(Dataset entries)
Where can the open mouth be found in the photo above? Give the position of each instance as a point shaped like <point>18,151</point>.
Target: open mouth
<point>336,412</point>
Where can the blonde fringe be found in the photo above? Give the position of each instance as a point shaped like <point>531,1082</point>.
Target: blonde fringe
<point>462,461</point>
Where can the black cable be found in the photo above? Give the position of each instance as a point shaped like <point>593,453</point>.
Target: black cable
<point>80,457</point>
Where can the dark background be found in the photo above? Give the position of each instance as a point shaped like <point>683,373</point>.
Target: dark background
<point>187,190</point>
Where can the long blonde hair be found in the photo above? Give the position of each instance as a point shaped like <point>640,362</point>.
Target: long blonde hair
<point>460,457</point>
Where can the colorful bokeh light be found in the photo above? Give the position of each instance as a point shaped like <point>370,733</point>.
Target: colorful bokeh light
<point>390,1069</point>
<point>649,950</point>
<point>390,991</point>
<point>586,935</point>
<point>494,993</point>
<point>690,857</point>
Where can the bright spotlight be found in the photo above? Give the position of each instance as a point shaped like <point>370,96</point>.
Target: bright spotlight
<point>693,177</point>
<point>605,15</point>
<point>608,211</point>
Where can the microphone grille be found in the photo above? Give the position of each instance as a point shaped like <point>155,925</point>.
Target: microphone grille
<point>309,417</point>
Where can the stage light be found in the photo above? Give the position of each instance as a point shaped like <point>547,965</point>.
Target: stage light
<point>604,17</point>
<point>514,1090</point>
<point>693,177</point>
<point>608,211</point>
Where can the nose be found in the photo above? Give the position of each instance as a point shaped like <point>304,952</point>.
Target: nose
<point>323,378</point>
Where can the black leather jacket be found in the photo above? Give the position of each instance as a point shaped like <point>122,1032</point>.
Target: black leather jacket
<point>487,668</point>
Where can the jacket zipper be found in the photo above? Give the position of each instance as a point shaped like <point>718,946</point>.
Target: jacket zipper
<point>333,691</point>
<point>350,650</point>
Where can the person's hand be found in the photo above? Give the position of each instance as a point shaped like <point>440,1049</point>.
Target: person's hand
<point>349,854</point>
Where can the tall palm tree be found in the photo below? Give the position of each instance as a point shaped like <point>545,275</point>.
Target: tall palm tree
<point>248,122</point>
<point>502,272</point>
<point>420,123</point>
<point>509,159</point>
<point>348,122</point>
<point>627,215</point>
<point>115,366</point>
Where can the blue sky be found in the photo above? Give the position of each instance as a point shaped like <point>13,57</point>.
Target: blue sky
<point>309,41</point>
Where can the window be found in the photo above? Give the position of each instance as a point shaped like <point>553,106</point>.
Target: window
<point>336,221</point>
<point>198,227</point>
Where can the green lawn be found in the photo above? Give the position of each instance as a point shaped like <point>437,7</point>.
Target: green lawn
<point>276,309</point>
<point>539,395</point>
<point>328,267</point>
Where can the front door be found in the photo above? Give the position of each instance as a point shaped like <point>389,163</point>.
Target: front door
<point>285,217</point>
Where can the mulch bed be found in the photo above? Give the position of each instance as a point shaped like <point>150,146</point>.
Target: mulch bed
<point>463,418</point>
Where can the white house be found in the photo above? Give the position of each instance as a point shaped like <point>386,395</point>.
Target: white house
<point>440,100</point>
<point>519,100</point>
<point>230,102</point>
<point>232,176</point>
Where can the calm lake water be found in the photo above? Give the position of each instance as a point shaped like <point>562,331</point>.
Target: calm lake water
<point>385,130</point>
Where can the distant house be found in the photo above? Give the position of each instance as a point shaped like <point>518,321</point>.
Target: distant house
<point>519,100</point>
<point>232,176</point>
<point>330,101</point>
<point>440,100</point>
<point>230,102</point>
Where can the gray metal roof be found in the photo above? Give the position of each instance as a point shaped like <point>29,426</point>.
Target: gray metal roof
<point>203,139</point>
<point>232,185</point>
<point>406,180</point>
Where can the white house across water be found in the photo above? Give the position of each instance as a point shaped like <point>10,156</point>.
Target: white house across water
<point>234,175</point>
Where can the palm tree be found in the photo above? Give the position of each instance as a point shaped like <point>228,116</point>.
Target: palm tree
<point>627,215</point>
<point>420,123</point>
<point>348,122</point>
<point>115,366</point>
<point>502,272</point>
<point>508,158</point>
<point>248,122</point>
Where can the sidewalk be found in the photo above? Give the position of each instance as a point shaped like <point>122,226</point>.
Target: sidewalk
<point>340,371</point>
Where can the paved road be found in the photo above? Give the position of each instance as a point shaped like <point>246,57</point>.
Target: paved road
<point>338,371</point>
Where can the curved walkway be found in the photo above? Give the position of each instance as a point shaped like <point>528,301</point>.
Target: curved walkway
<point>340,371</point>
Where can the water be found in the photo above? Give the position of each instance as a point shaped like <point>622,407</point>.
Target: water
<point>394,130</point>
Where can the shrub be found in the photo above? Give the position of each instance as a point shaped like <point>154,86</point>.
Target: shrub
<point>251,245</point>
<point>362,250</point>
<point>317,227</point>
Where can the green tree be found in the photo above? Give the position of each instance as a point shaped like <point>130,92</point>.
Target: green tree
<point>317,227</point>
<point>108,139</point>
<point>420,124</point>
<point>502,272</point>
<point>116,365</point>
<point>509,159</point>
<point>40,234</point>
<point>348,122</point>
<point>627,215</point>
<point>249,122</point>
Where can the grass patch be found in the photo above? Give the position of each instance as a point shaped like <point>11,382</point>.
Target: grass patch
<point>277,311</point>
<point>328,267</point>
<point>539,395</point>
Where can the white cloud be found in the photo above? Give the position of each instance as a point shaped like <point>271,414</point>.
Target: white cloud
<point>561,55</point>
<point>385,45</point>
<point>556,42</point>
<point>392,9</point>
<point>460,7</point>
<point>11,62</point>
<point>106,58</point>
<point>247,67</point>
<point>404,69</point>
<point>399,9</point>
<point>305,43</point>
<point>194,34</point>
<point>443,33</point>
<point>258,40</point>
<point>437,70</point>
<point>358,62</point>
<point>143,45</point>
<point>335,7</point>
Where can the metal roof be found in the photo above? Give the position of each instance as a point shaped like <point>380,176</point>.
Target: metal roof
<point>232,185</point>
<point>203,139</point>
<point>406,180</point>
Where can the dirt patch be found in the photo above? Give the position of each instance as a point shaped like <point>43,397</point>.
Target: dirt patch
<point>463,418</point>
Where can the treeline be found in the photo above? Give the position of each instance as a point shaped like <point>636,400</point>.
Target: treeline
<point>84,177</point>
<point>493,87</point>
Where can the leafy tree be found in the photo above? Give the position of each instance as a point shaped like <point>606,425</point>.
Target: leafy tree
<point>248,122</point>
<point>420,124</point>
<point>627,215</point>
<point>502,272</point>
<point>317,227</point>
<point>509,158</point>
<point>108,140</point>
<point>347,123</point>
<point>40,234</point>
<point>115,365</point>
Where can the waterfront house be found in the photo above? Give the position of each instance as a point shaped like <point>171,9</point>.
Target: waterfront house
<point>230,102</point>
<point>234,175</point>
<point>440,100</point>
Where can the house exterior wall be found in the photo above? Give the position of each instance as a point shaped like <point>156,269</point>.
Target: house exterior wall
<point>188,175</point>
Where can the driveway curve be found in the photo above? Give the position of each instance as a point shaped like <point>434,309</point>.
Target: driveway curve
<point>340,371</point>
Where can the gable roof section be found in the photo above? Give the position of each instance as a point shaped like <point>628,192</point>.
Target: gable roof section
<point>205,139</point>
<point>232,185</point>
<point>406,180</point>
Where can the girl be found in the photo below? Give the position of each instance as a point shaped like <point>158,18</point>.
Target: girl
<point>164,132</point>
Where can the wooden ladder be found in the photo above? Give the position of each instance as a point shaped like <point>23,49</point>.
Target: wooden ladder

**Task directions**
Reproduce all of the material above word for word.

**Response below**
Where can the open mouth be found in the photo above? Give the position of each instance as a point shaped like <point>18,151</point>.
Target: open mouth
<point>336,412</point>
Where can the blonde fringe be found in the photo above? Give the position of each instance as a point shaped like <point>531,1082</point>.
Target: blonde fringe
<point>462,461</point>
Where can the black cable be found in the photo above? Give the position of each instance as a point shaped like <point>593,453</point>.
Target: black cable
<point>80,457</point>
Where can the dark background be found in the photo above? Give the position of each instance as a point shaped like <point>683,373</point>.
Target: dark background
<point>187,190</point>
Where can the long blonde hair be found in the photo above? Give the position of each instance as a point shaped like <point>640,362</point>.
Target: long blonde hair
<point>460,457</point>
Where can the colorful bokeh light be found in the photo above? Give the position of each instance as a point shaped like <point>370,733</point>.
Target: colorful bokeh light
<point>390,1069</point>
<point>649,950</point>
<point>390,991</point>
<point>586,935</point>
<point>494,993</point>
<point>690,857</point>
Where can the bright spotlight be found in the photo above? Give the position of each instance as a point shaped like <point>370,96</point>.
Target: bright spotlight
<point>693,177</point>
<point>605,15</point>
<point>608,211</point>
Where can the microphone grille be found in the photo above? Give the position of each instance as a point shaped like <point>155,925</point>.
Target: microphone grille
<point>309,417</point>
Where can the stage light be found in the photo above? Give the position of each instance as a point shaped like <point>547,965</point>.
Target: stage light
<point>604,17</point>
<point>514,1090</point>
<point>693,177</point>
<point>608,211</point>
Where can the nose be found in the photo above? Give the position of each instance as a point shaped like <point>304,952</point>.
Target: nose
<point>323,378</point>
Where can the black leather jacket be found in the photo above? Give the position of each instance as a point shaped like <point>122,1032</point>.
Target: black leather jacket
<point>487,668</point>
Where can the jacket zipper be found in the photo above? Give the position of each instance as a point shaped like <point>718,946</point>.
Target: jacket zipper
<point>333,691</point>
<point>350,650</point>
Where can the person's hand be found in the photo above? Give the position of each instance as a point shaped like <point>440,1049</point>.
Target: person's hand
<point>349,854</point>
Where can the tall palm tree be found in the photo below? Give the position of each instance as a point shaped like <point>545,275</point>.
Target: tall palm tree
<point>248,122</point>
<point>502,272</point>
<point>420,123</point>
<point>509,159</point>
<point>348,122</point>
<point>627,215</point>
<point>115,366</point>
Where can the blue sky be found in the photo above? Give the position of each instance as a point shaped like <point>13,57</point>.
Target: blue sky
<point>309,41</point>
Where can the window be found in the photo above? Give the position of each instance as a point shaped like <point>553,106</point>.
Target: window
<point>336,221</point>
<point>198,227</point>
Where can the green lawn be found in the photo above? Give the position of each instance as a point shaped like <point>437,7</point>.
Target: green lawn
<point>276,309</point>
<point>539,395</point>
<point>328,267</point>
Where can the front door be found in the photo above? Give the position of each instance as a point shaped like <point>389,163</point>.
Target: front door
<point>285,217</point>
Where can the mulch bed be found in the photo above? Give the position of each instance as a point shaped like <point>150,146</point>.
Target: mulch bed
<point>463,418</point>
Where can the white house be found in the photo above? Give the position of each instance as a point shaped like <point>386,395</point>.
Target: white house
<point>440,100</point>
<point>519,100</point>
<point>230,102</point>
<point>232,176</point>
Where can the calm lake water be found in the photo above? Give the position of each instance as a point shaped like <point>562,331</point>.
Target: calm lake water
<point>385,130</point>
Where can the distant house be found in the photo above? Give the position of each instance as a point shaped like <point>518,321</point>.
Target: distant house
<point>519,100</point>
<point>232,176</point>
<point>330,101</point>
<point>440,100</point>
<point>230,102</point>
Where can the gray metal roof be found in the photo above? Give the position of each instance as a point shaped like <point>29,426</point>.
Target: gray metal roof
<point>203,139</point>
<point>232,185</point>
<point>406,180</point>
Where can the white house across water be found in the photo above? Give the position of each instance as a point shaped like <point>10,156</point>.
Target: white house across water
<point>234,175</point>
Where can the palm tree be found in the photo above? Give the position of each instance as a point shaped like <point>228,116</point>.
Target: palm tree
<point>627,215</point>
<point>420,123</point>
<point>348,122</point>
<point>115,366</point>
<point>502,272</point>
<point>508,158</point>
<point>248,122</point>
Where can the sidewalk be found in the photo above? Give the position of each instance as a point shaped like <point>122,226</point>.
Target: sidewalk
<point>340,371</point>
Where can the paved road be found in the photo above? Give the position of each instance as a point shaped like <point>246,57</point>.
Target: paved road
<point>338,371</point>
Where can the curved walkway be found in the photo above? Give the position of each instance as a point shaped like <point>528,301</point>.
Target: curved walkway
<point>340,371</point>
Where can the water be found in the photo above? Give the position of each instance as a point shaped like <point>622,407</point>.
Target: water
<point>394,130</point>
Where can the shrub be found in the photo above? Give the position of each instance as a point shaped like <point>154,86</point>.
Target: shrub
<point>251,245</point>
<point>362,250</point>
<point>317,227</point>
Where can the green tree be found in the photo above? Give the position of each instance as a point shaped like <point>130,92</point>.
Target: green tree
<point>317,227</point>
<point>108,139</point>
<point>420,124</point>
<point>502,272</point>
<point>116,365</point>
<point>509,159</point>
<point>40,234</point>
<point>348,122</point>
<point>627,215</point>
<point>249,122</point>
Where can the grass patch be found in the photo above? Give the position of each instance as a point shaped like <point>11,382</point>.
Target: grass patch
<point>277,311</point>
<point>328,267</point>
<point>539,395</point>
Where can the white cloud be found in the photo above? Give the position of each instance as a point shaped like <point>271,414</point>.
Target: white cloud
<point>561,55</point>
<point>385,45</point>
<point>556,42</point>
<point>392,9</point>
<point>460,7</point>
<point>11,62</point>
<point>106,58</point>
<point>247,67</point>
<point>404,69</point>
<point>399,9</point>
<point>305,43</point>
<point>194,34</point>
<point>443,33</point>
<point>258,40</point>
<point>437,70</point>
<point>358,62</point>
<point>143,45</point>
<point>335,7</point>
Where can the metal roof be found in the photo above? Give the position of each instance as a point shaped like <point>380,176</point>.
Target: metal roof
<point>232,185</point>
<point>203,139</point>
<point>406,180</point>
Where can the dirt patch be found in the photo above? Give the position of each instance as a point shaped like <point>43,397</point>.
Target: dirt patch
<point>463,418</point>
Where can the treeline be found in the photo above? Give the position of each instance as a point shaped like <point>636,400</point>.
Target: treeline
<point>84,177</point>
<point>493,87</point>
Where can the leafy tree be found in the photo above? Give the position of each instance as a point shaped like <point>606,425</point>.
Target: leafy tree
<point>248,122</point>
<point>420,124</point>
<point>627,215</point>
<point>502,272</point>
<point>317,227</point>
<point>509,158</point>
<point>108,140</point>
<point>347,123</point>
<point>40,234</point>
<point>115,365</point>
Where can the waterfront house be found in the photo above? Give the position of each instance as a point shaped like <point>171,9</point>.
Target: waterfront house
<point>230,102</point>
<point>234,175</point>
<point>440,100</point>
Where can the house exterior wall be found in the photo above? Give the position of each instance as a point shaped like <point>156,269</point>.
Target: house exterior wall
<point>188,175</point>
Where can the driveway curve be found in the photo above? Give the position of each instance as a point shaped like <point>434,309</point>.
Target: driveway curve
<point>340,371</point>
Where can the gable roof section be found in the photo above? Give the position of each instance as a point shaped like <point>628,192</point>.
Target: gable roof section
<point>205,139</point>
<point>232,185</point>
<point>406,180</point>
Where can the girl be found in the photo below? Give the position of each instance as a point shaped like <point>158,18</point>.
Target: girl
<point>164,132</point>
Where can the wooden ladder be found in the photo above? Give the position of each instance as a point shaped like <point>23,49</point>.
Target: wooden ladder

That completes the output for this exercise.